---- PROVIDED ENTRIES
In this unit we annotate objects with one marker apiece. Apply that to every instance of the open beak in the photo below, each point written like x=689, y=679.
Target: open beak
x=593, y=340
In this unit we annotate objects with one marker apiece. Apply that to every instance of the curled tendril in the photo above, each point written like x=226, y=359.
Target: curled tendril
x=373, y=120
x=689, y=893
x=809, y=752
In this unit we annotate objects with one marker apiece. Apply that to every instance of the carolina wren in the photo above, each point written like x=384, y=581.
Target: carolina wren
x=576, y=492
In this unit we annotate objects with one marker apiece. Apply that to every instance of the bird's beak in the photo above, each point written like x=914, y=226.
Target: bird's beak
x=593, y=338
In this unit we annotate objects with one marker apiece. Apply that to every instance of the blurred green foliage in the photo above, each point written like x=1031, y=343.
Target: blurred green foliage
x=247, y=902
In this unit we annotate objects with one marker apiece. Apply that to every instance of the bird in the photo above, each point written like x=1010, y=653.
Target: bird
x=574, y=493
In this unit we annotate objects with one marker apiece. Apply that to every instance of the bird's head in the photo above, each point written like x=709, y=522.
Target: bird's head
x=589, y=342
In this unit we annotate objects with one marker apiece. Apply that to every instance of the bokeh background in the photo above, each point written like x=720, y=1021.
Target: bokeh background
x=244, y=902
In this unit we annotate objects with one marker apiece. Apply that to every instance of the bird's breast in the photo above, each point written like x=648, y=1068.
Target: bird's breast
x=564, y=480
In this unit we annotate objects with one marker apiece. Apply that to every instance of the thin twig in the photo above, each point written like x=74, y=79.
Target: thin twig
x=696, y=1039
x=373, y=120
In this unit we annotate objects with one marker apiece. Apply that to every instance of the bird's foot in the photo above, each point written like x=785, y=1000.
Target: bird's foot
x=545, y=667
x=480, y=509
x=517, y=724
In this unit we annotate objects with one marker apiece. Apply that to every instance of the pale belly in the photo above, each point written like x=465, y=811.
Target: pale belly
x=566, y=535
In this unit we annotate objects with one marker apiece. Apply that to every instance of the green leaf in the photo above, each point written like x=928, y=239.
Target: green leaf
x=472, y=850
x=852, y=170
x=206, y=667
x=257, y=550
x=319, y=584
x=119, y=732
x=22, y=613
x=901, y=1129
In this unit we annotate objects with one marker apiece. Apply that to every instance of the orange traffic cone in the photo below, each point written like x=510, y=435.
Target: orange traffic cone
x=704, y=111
--------
> [PROBLEM TO SOLVE]:
Lay out the rows above as a Markdown table, from the very first line through the line containing "x=576, y=492", with the columns No. and Text. Number each line in No., put the line itself in Text, and leave out any blank lines.

> [EXERCISE OUTPUT]:
| No. | Text |
|---|---|
| 1 | In this unit we annotate objects with one marker apiece. Apply that to every instance of the open beak in the photo below, each point written like x=689, y=679. |
| 2 | Target: open beak |
| 3 | x=593, y=340 |
| 4 | In this unit we annotate objects with one marker apiece. Apply that to every instance of the curled tendril in the photo above, each point written like x=226, y=359. |
| 5 | Target: curled tendril |
| 6 | x=373, y=120 |
| 7 | x=689, y=893 |
| 8 | x=809, y=752 |
| 9 | In this unit we annotate objects with one marker apiece. Apply that to every instance of the carolina wren in the photo above, each point written like x=384, y=581. |
| 10 | Target: carolina wren |
| 11 | x=576, y=492 |